Provided passage —
==================================================

Though not easy, Mackie has earned every bit his current success.  Mackie’s new visibility due to his Marvel film role came at the right time, giving his long simmering, passion project— a biopic about historic athlete and Olympian Jesse Owens— a chance to take flight after several failed attempts.

Owens is certainly worthy of cinematic recognition. He won four gold medals during the 1936 Olympics, destroying Hitler’s delusion of the athletic dominance of the Aryan race. Owens’ triumph in Berlin, Germany is the pinnacle of athletic achievement.  Owens’ story and Mackie’s visibility made it an easy decision for Relativity Media to acquire the project in March of this year, with an eye toward starting production in the fall.  But sadly, this is no longer the case.

Relativity Media filed for bankruptcy this past week, leaving lots of projects slated to begin production in purgatory. However, Mackie’s Jesse Owens project is one of the fortunate few to flee the sinking ship, pulling out in the 11th hour and avoiding being wrapped up in prolonged legal battles spawned by the company’s bankruptcy.

==================================================

Set problem 1 —
In the passage about Mackie's Jesse Owens biopic, how many gold medals did Owens win at the 1936 Olympics?

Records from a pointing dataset
==================================================

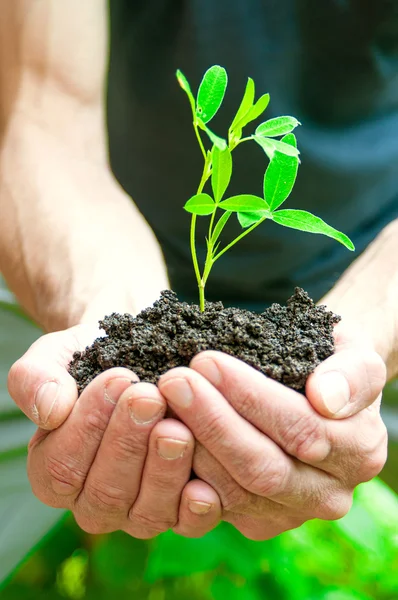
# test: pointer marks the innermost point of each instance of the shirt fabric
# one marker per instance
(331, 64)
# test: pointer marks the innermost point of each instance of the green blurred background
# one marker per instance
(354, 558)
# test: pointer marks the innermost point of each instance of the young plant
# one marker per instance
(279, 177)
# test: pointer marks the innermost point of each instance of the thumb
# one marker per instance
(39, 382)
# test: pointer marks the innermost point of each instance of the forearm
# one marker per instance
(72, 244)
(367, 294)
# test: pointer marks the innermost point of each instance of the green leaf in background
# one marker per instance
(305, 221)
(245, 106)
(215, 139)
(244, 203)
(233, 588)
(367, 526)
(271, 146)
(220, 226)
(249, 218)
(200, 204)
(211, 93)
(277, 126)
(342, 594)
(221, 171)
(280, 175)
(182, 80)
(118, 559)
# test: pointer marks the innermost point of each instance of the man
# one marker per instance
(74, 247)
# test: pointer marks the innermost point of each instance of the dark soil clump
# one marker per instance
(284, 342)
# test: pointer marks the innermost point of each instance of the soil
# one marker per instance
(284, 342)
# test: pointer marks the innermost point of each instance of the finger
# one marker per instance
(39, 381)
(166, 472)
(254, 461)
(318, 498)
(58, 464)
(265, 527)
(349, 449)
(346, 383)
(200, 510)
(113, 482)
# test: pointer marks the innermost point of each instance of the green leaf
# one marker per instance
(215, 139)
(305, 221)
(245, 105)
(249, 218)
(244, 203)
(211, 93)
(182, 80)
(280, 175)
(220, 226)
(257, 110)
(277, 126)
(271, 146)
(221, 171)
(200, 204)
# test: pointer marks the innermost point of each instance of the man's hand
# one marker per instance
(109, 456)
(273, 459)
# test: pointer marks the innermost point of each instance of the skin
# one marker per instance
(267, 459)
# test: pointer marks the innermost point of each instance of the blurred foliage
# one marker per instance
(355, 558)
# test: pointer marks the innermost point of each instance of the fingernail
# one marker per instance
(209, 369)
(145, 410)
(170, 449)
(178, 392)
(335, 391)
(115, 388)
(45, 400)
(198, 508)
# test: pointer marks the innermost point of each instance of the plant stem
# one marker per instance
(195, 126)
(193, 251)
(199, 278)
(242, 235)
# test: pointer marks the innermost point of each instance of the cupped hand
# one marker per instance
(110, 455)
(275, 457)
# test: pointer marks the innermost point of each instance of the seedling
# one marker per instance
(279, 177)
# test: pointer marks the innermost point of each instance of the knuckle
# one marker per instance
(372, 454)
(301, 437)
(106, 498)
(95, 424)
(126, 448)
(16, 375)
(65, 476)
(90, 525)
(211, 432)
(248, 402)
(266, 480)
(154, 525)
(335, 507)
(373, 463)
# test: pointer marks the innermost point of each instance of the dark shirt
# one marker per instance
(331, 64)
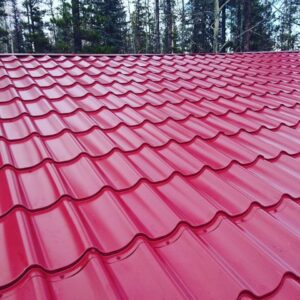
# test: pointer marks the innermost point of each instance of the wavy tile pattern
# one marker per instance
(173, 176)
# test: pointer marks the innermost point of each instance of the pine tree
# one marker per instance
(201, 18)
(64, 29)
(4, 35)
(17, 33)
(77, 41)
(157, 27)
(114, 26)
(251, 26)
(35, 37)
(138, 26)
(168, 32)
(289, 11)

==================================================

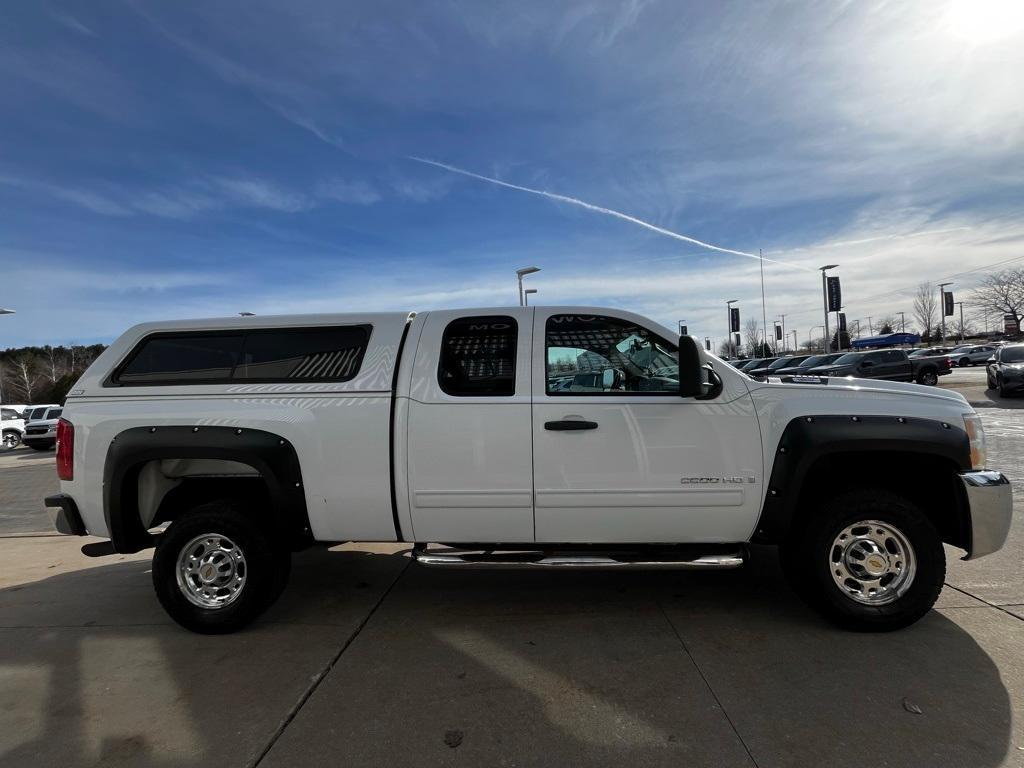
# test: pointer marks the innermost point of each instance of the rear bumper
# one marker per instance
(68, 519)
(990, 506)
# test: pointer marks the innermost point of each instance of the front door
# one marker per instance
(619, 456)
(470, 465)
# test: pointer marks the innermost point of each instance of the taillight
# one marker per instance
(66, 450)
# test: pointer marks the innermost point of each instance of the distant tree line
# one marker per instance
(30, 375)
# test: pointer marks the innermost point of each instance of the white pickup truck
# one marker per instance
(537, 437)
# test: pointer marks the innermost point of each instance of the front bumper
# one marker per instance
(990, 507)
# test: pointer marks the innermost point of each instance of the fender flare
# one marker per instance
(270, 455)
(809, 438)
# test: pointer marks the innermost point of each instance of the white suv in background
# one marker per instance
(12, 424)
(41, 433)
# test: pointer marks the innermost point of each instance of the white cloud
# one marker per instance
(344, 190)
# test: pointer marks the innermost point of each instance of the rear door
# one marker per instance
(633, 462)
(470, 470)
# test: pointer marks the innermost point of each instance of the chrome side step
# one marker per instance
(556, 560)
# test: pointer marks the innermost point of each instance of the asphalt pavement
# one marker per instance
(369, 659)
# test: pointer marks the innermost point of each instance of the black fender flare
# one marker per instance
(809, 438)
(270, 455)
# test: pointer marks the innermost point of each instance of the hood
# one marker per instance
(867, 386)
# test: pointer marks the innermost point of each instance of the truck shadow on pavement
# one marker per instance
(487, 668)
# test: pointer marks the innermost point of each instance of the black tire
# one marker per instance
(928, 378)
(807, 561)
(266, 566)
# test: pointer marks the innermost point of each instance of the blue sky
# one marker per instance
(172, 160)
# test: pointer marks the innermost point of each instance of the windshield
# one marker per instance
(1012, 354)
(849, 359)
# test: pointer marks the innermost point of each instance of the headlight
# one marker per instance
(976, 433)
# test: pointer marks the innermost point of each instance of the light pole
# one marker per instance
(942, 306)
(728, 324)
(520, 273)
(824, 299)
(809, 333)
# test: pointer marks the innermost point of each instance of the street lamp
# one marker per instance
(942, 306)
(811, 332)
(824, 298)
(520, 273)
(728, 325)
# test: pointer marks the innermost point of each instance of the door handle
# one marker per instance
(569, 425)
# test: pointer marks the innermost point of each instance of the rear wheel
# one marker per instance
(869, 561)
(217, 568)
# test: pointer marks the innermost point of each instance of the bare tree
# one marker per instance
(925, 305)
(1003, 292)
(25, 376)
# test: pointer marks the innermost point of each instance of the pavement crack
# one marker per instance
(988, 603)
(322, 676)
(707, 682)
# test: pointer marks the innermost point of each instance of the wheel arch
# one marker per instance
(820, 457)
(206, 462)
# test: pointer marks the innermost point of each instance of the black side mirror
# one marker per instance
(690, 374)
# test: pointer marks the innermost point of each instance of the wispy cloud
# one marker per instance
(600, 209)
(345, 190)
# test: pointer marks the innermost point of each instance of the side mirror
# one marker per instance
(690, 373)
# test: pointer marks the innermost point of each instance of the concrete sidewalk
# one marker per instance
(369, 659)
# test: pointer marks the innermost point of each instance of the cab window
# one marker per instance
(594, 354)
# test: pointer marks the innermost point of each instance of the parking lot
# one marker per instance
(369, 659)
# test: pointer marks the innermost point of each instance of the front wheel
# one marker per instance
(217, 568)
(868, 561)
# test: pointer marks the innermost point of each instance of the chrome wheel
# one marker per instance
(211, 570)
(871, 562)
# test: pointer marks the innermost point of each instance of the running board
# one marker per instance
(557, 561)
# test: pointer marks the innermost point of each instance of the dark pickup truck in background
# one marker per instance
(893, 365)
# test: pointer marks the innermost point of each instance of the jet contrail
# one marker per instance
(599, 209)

==================================================

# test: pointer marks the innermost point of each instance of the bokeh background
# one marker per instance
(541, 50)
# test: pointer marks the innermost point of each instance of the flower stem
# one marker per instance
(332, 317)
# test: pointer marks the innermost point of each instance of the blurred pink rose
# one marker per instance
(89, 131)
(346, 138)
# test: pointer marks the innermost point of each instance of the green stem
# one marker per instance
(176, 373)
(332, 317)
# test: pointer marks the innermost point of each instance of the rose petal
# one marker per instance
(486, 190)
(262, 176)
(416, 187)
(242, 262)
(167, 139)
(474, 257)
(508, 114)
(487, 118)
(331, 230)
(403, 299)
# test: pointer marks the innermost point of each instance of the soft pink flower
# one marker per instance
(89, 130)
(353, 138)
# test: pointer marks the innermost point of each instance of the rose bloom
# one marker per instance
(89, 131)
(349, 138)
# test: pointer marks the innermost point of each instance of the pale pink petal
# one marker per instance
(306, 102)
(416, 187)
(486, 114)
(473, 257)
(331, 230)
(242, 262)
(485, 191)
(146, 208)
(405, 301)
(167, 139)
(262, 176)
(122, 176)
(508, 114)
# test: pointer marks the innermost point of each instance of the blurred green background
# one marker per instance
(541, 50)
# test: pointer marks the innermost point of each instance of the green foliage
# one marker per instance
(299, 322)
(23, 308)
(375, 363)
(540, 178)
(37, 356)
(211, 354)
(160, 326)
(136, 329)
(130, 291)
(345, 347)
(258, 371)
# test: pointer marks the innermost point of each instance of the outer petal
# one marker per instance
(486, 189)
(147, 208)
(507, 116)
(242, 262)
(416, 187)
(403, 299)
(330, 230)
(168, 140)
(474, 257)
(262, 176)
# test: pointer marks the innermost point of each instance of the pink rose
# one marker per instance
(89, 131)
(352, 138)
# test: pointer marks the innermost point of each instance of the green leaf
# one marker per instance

==================================================

Set problem 2 —
How many lines of the entries contain the string "white"? Count with case sensitivity and reply with the number only.

Exercise response 1 —
Four gold medals.

Exercise response 2 —
3